• _WORK TO BE COMPLETED_
Locate each line in the entries below that contains the string "paddle", matching case exactly, and copy every such line.

-*-

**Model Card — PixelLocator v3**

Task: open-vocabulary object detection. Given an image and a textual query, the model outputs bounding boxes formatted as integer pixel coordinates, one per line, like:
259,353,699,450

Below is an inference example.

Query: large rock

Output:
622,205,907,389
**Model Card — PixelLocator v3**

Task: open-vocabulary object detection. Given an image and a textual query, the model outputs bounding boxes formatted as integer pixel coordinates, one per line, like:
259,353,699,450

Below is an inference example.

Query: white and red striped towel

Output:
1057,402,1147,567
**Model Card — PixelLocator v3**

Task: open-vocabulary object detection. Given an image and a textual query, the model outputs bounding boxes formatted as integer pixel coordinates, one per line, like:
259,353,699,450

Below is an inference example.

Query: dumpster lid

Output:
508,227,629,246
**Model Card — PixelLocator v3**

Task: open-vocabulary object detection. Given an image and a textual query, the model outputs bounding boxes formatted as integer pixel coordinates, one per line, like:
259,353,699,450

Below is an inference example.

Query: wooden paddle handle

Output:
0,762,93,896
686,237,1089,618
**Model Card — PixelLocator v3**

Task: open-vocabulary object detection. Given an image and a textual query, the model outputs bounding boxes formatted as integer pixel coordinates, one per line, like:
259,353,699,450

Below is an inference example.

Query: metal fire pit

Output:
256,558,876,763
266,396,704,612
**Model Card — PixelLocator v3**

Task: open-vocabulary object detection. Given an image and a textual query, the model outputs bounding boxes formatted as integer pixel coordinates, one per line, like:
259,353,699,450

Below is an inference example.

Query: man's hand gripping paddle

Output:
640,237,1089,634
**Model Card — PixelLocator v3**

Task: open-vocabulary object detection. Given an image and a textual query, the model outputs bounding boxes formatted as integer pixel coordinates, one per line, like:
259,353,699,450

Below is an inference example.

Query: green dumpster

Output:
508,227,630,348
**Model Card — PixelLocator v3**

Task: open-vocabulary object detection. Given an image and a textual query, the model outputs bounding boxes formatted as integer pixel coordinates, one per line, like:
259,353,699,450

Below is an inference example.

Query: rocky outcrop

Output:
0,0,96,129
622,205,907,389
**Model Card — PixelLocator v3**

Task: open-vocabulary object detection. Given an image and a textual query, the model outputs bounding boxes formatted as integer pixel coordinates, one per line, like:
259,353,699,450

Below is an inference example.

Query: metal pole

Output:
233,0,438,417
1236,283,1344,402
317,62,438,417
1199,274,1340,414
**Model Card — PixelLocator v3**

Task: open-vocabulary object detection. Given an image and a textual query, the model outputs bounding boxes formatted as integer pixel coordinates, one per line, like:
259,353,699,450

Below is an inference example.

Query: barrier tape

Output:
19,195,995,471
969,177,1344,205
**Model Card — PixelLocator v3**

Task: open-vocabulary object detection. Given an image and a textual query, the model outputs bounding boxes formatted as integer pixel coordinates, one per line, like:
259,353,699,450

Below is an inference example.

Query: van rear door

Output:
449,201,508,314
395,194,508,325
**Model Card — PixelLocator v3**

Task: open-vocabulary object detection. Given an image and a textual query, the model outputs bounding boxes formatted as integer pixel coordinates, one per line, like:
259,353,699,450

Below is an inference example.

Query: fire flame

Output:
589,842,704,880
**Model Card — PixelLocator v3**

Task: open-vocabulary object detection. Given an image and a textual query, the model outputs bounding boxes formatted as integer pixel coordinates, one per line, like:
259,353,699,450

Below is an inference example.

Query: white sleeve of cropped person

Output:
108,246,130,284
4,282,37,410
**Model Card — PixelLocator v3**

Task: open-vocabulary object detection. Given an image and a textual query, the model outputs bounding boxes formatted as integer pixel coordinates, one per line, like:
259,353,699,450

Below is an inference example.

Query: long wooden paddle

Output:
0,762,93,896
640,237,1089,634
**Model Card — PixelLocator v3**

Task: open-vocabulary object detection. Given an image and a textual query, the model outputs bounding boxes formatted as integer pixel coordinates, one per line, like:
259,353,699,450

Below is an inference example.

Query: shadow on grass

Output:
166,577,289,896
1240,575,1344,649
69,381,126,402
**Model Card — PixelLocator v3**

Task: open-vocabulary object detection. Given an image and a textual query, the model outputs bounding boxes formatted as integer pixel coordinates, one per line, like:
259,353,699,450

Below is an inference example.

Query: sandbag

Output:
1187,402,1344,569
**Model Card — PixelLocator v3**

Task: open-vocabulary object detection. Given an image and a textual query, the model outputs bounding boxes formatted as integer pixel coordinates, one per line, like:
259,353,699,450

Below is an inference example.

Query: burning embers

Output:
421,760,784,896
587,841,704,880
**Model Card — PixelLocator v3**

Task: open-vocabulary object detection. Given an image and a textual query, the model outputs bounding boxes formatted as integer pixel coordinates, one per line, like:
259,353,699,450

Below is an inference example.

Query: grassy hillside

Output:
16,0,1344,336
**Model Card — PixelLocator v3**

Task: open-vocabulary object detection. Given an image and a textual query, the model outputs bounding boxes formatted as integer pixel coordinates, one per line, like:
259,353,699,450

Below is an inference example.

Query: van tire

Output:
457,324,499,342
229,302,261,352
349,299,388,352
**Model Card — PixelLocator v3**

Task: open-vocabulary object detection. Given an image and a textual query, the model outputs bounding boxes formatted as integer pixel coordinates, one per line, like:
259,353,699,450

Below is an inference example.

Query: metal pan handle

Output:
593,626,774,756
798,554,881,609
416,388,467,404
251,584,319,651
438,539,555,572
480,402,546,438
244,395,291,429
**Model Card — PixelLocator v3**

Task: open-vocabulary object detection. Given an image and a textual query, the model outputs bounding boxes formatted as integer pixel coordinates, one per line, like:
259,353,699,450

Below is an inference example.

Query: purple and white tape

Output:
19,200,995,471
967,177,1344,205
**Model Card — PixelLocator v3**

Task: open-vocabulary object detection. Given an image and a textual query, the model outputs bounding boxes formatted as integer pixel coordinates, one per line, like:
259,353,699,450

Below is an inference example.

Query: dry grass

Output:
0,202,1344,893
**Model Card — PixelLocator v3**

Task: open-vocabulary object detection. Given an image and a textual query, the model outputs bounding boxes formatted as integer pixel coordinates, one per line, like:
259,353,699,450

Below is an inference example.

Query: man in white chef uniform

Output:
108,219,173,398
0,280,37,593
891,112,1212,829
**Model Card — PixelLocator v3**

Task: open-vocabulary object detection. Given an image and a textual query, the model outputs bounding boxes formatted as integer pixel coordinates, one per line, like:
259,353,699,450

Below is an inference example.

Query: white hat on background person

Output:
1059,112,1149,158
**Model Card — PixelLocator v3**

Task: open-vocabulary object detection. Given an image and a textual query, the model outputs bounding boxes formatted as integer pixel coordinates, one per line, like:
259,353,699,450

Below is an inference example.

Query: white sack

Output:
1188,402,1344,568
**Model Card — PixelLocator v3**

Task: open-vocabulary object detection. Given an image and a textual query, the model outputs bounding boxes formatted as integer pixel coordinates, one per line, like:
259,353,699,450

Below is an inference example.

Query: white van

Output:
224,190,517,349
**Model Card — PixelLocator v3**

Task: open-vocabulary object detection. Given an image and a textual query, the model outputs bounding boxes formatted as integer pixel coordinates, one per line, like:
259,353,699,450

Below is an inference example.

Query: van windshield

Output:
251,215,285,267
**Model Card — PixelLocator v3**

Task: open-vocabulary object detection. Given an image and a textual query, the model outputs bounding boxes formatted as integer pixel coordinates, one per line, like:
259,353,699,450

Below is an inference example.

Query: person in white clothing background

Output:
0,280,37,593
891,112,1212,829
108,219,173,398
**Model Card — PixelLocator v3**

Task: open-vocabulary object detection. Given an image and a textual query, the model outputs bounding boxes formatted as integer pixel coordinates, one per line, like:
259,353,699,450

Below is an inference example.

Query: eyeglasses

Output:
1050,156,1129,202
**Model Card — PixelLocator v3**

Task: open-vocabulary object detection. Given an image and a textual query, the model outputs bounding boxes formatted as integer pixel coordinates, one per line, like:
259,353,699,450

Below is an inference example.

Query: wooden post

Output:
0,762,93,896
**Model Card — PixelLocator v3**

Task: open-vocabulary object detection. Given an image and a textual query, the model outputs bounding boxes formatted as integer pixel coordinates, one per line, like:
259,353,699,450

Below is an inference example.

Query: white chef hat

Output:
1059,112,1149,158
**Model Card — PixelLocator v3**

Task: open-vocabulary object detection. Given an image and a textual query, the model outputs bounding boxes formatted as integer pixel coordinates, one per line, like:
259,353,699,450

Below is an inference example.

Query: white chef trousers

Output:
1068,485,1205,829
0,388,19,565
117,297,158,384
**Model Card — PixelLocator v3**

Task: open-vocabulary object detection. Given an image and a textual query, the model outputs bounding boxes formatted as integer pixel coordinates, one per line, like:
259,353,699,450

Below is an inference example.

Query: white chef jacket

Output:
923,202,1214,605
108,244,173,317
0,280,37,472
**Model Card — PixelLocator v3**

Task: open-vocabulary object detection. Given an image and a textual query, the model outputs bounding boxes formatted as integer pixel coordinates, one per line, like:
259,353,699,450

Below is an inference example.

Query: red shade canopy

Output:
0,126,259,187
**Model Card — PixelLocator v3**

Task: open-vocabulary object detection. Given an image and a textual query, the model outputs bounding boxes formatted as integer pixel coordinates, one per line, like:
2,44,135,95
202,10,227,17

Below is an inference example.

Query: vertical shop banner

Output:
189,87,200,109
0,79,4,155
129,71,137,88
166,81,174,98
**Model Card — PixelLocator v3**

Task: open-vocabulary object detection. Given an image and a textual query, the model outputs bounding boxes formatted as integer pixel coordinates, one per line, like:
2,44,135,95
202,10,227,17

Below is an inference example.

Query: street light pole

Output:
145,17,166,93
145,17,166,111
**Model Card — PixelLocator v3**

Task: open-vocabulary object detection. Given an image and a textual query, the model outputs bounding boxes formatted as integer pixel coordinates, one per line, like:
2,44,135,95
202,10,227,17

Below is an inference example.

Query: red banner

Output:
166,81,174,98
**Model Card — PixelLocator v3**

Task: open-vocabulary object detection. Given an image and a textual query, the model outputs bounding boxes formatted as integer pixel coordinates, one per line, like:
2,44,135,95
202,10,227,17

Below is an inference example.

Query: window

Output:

-*-

• _RESPONSE FOR THIS EXERCISE_
Query: wooden paddle handle
Query: man's hand gripping paddle
Query: long wooden paddle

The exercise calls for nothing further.